§ WHAT YOU WILL DO:
Report back every line in the data that includes the string "microphone".

§ EXTRACTED MATERIAL:
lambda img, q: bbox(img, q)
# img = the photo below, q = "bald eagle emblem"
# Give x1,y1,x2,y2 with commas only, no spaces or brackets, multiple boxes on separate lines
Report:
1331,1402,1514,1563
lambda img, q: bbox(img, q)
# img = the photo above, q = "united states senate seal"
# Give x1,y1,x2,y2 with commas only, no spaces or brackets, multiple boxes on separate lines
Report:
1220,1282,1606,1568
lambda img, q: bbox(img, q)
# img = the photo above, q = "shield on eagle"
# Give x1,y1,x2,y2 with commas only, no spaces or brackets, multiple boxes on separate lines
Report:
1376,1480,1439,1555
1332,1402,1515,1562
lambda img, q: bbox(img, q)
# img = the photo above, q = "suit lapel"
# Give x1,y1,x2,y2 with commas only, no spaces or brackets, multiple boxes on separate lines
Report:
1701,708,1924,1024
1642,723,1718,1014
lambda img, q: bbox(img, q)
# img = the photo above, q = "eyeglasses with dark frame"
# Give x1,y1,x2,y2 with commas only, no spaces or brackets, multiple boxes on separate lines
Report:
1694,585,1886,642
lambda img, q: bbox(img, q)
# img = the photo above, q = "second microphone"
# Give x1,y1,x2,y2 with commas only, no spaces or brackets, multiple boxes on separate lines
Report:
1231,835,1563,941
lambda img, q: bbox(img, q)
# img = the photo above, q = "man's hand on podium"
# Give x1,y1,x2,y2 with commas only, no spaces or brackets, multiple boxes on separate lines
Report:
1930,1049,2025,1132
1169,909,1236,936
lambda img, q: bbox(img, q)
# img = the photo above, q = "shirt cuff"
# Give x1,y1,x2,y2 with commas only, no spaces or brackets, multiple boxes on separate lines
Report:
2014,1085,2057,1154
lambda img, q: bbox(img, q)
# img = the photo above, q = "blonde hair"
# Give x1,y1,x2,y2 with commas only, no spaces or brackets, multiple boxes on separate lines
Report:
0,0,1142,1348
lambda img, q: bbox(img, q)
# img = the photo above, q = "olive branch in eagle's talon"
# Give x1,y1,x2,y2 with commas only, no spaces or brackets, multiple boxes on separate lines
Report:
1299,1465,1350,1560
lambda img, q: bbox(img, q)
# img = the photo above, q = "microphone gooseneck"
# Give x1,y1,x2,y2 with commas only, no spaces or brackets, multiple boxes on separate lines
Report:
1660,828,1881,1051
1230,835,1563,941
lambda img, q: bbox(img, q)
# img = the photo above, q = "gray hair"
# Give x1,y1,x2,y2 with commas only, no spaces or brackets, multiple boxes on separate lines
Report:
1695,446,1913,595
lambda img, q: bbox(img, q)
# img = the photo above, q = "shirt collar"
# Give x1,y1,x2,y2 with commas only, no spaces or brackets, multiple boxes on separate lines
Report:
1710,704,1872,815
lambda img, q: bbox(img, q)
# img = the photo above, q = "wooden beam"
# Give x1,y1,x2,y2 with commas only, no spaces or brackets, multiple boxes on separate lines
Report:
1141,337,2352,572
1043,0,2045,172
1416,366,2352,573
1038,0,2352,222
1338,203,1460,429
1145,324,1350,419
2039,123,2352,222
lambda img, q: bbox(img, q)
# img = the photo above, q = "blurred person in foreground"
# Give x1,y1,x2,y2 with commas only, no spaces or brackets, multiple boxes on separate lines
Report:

§ SOLUTION TO THIS PROBLEM:
# img = the photo above, q = "second microphone"
# img = the photo above, q = "microphone gooseneck"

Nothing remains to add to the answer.